*WHAT THIS TASK INVOLVES*:
In the passage on the COVID-19 relief package, how much money is proposed for a national vaccine program?

*PASSAGE*:
★ ★ ★ ★

Hopes of additional fiscal stimulus and faster deployment of the vaccine propelled the U.S. stock market to close at record highs on Jan 20 as Joe Biden was sworn in as the 46th president of the United States. Notably, Biden already proposed a COVID-19 fiscal relief package amounting to $1.9 trillion.
The package aims to provide further support to the citizens of the country and calls for more direct payments of $1,400 to most Americans, bringing the sum total of direct payments to $2,000 as it includes the previous $600 payments. Such a positive development is sure to be beneficial for the economy and in turn, the stock market as it is fundamentally linked to the performance of the economy.
The package also includes $50 billion toward COVID-19 testing as well as a proposed $20 billion toward a national vaccine program to be conducted in partnership with states, localities and tribes. Meanwhile, Treasury Secretary nominee Janet Yellen also urged for additional relief efforts during her confirmation hearing before the Senate Finance Committee. Yellen noted that the bigger stimulus bill would likely have an impact on the national debt. However, given the historic low interest rates, she urged the lawmakers to “act big.”

★ ★ ★ ★

*DATASET EXTRACT*:
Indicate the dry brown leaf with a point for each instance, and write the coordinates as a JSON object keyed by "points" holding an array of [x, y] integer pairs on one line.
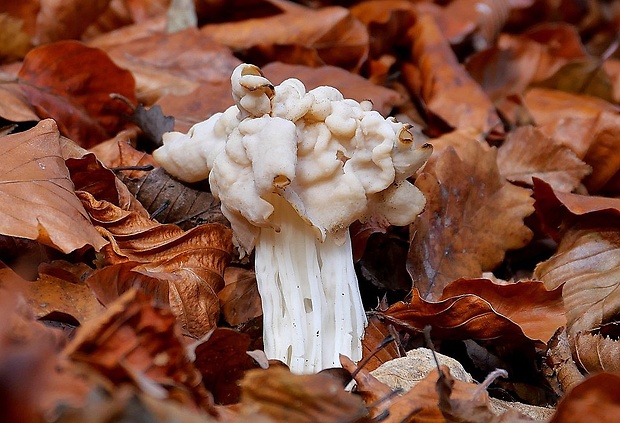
{"points": [[134, 341], [446, 88], [169, 64], [556, 209], [331, 34], [192, 262], [598, 398], [465, 316], [240, 299], [38, 201], [283, 396], [472, 217], [587, 263], [14, 106], [538, 312], [53, 298], [223, 360], [79, 101], [528, 153]]}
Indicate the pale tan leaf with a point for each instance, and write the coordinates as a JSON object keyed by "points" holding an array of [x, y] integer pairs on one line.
{"points": [[36, 195]]}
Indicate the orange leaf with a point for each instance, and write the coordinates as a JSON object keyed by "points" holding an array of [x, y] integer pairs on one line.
{"points": [[134, 340], [37, 195], [598, 398], [240, 299], [284, 396], [191, 262], [72, 83], [446, 88], [528, 153], [472, 217], [538, 312], [331, 32], [586, 263], [465, 316], [222, 359]]}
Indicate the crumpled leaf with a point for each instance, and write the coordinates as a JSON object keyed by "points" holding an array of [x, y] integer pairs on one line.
{"points": [[597, 398], [14, 41], [134, 341], [482, 310], [168, 64], [448, 91], [51, 295], [283, 396], [72, 83], [191, 262], [329, 35], [37, 195], [223, 360], [472, 217], [556, 208], [240, 299], [528, 153], [587, 263]]}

★ ★ ★ ★

*WRITTEN SOLUTION*:
$20 billion